**A block of data:**
_ _ _
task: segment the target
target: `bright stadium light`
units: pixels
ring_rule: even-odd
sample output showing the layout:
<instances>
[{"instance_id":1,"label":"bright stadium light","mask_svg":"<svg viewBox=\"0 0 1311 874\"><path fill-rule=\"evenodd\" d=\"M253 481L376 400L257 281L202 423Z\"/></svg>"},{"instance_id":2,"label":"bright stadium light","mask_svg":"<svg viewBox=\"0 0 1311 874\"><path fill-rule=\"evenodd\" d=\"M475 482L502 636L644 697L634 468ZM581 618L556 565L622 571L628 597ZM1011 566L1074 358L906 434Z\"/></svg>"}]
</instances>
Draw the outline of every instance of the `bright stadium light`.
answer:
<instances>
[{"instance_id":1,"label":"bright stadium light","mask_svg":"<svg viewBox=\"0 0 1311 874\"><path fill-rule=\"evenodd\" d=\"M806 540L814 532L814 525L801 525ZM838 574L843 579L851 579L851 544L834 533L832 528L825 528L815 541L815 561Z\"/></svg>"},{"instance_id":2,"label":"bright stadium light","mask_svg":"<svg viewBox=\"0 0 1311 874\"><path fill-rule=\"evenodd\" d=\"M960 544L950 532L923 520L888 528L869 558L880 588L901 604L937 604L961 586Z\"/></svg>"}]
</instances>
_ _ _
**Exercise goal:**
Print the records above again, line for line, with no changes.

**Written answer:**
task: segment the target
target: `bright stadium light`
units: pixels
ring_rule: even-odd
sample output showing the layout:
<instances>
[{"instance_id":1,"label":"bright stadium light","mask_svg":"<svg viewBox=\"0 0 1311 874\"><path fill-rule=\"evenodd\" d=\"M253 481L376 400L257 281L202 423Z\"/></svg>"},{"instance_id":2,"label":"bright stadium light","mask_svg":"<svg viewBox=\"0 0 1311 874\"><path fill-rule=\"evenodd\" d=\"M475 482L502 636L644 697L634 468ZM581 618L556 565L622 571L628 597ZM1011 566L1074 358L906 434Z\"/></svg>"}]
</instances>
Draw the outline of every instance of the `bright stadium light`.
answer:
<instances>
[{"instance_id":1,"label":"bright stadium light","mask_svg":"<svg viewBox=\"0 0 1311 874\"><path fill-rule=\"evenodd\" d=\"M806 540L814 532L814 525L801 525ZM838 574L843 579L851 579L851 544L834 533L832 528L825 528L815 541L815 561Z\"/></svg>"},{"instance_id":2,"label":"bright stadium light","mask_svg":"<svg viewBox=\"0 0 1311 874\"><path fill-rule=\"evenodd\" d=\"M960 544L950 532L923 520L888 528L869 558L880 588L901 604L937 604L961 586Z\"/></svg>"}]
</instances>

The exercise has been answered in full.